Excerpts from the bounding box data:
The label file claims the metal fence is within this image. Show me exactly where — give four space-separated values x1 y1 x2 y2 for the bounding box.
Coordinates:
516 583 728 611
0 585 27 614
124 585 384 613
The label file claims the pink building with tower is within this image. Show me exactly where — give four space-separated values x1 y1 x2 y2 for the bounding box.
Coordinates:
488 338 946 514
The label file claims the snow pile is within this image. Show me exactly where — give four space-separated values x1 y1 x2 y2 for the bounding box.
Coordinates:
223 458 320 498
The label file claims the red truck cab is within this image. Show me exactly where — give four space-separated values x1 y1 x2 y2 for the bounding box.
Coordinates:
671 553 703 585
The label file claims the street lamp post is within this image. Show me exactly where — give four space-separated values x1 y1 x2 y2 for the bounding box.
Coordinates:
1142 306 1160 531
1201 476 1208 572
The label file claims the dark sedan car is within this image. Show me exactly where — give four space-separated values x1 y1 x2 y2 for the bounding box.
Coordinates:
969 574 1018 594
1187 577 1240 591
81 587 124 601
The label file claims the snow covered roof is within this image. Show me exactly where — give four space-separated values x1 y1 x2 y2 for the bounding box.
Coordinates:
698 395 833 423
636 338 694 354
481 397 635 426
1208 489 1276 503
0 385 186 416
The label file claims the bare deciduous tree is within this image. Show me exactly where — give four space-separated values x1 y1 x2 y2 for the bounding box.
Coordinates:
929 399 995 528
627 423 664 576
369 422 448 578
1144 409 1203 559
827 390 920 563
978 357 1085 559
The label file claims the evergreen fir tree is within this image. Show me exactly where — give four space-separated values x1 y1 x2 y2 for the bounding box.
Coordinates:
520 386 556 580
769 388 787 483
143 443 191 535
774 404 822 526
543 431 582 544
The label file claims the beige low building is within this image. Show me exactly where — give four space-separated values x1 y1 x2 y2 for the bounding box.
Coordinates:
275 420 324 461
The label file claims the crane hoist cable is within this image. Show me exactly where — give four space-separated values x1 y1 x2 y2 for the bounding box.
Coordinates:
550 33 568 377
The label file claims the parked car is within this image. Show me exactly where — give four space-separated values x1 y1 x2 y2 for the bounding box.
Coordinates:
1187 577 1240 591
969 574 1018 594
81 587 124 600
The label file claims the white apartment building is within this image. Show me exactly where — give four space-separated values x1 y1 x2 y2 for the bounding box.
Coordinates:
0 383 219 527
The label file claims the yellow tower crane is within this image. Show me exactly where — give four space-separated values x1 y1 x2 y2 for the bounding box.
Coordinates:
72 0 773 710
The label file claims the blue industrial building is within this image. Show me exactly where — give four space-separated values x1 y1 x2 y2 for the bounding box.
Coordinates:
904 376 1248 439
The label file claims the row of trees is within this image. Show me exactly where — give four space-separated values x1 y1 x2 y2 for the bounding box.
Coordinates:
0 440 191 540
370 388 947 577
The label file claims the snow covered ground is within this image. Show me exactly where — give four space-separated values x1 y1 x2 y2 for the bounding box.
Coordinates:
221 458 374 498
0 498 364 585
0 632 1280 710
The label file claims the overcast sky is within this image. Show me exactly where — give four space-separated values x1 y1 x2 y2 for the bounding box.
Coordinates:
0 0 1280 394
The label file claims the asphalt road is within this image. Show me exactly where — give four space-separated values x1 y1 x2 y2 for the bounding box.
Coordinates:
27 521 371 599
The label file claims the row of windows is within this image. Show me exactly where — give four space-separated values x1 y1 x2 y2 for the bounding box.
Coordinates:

_Given task:_
Reproduce these lines verbatim, from the first to the last.

_Written reply:_
The label file claims the metal fence is within this image. Show me exactly where — give four space-separated values x1 y1 x2 y2 for the bounding box.
Coordinates:
516 583 728 611
0 585 27 614
124 585 384 613
The label file claims the pink building with tower is within this image. Show me exactly where — give four space-separated values x1 y1 x2 y2 for the bounding box.
Coordinates:
488 338 946 514
The label file claims the snow pile is within this image. Show me exactly where — give four space-separated values x1 y1 x2 y2 for the bounding box.
Coordinates:
223 458 320 498
The label file claims the red truck cab is within this image. Show me exactly where — give four space-separated values x1 y1 x2 y2 for the bounding box.
Coordinates:
671 553 703 585
The label file claims the street lamp post is within this image. Show me exactly where — give four space-separated values x1 y1 x2 y2 for the bounding box.
Coordinates:
1142 306 1160 531
1201 476 1208 572
The label file claims the dark sedan car is within this image. Show me exactly where — give four space-separated values x1 y1 x2 y2 for the bounding box.
Coordinates:
969 574 1018 594
1187 577 1240 591
81 587 124 601
The label file claims the snow covered roof is within this image. Show me exactly where — give four space-separated values x1 y1 x2 y2 for the bounding box.
Coordinates:
698 395 833 423
636 338 694 354
481 397 635 426
1208 489 1276 503
0 385 186 416
The label file claims the bare deciduous tree is within this image. Show me exactly where — give four space-separated values x1 y1 x2 y2 for the bounding box.
Coordinates:
929 399 995 528
627 423 664 576
369 422 448 578
1144 409 1203 559
827 390 920 563
978 357 1085 559
The label file claims the evergreen fir tree is within this image. Show me exactly where — give four space-separated values x1 y1 x2 y2 for the bounding box.
Coordinates:
520 386 556 580
769 388 787 483
143 443 191 535
774 404 822 526
543 431 582 544
The label file claims the beige low building is within this image. Show me exactly where — give four space-separated values x1 y1 x2 y2 for the bounding box.
Coordinates:
275 420 324 461
The label file claims the crane hoist cable is within this image. Show me exactly where — give four space-separated values x1 y1 x2 y2 for the bounding box.
Coordinates:
550 33 568 377
The label file claims the parked car is within this image. Show me exactly where — give four space-separated values x1 y1 x2 y2 for the bounding box.
Coordinates:
1187 577 1240 591
969 574 1018 594
81 587 124 600
The label file claims the white apartment building is within this image. Show me exactly where — give four space-separated values x1 y1 x2 y2 for the bounding box.
Coordinates:
0 383 219 527
The label file claims the yellow tower crane is within this image. Show me exactly where — give four space-separated values x1 y1 x2 y2 for the bounding box.
Coordinates:
72 0 773 710
The label file claims the blue industrial building is within this image. Show me exactly where — give four space-separated values x1 y1 x2 y2 for the bounding box.
Coordinates:
904 376 1248 439
The label file claims the row of trees is within this image. Show me exactly where — give four space-separated values x1 y1 x2 y2 for the bounding box.
Coordinates:
0 440 191 540
370 388 947 577
The label file claims the snow covered ground is within this image. Show me exactly where — give four space-separated values x1 y1 x2 y2 for the bounding box.
Coordinates:
221 458 374 498
0 498 364 585
0 632 1280 710
The label file claims the overcast sky is within this image. Show me exactly where — give four space-separated values x1 y1 x2 y2 for the bounding box.
Coordinates:
0 0 1280 394
The label file claims the asphalt road is within this image. Show me exactly where — give four space-separated values x1 y1 x2 y2 for the bounding box.
Coordinates:
27 521 371 599
The label file claims the row of windows is within this image. Show me exactly where — give four space-separated values x1 y1 x2 y2 for the bounding box.
Coordinates:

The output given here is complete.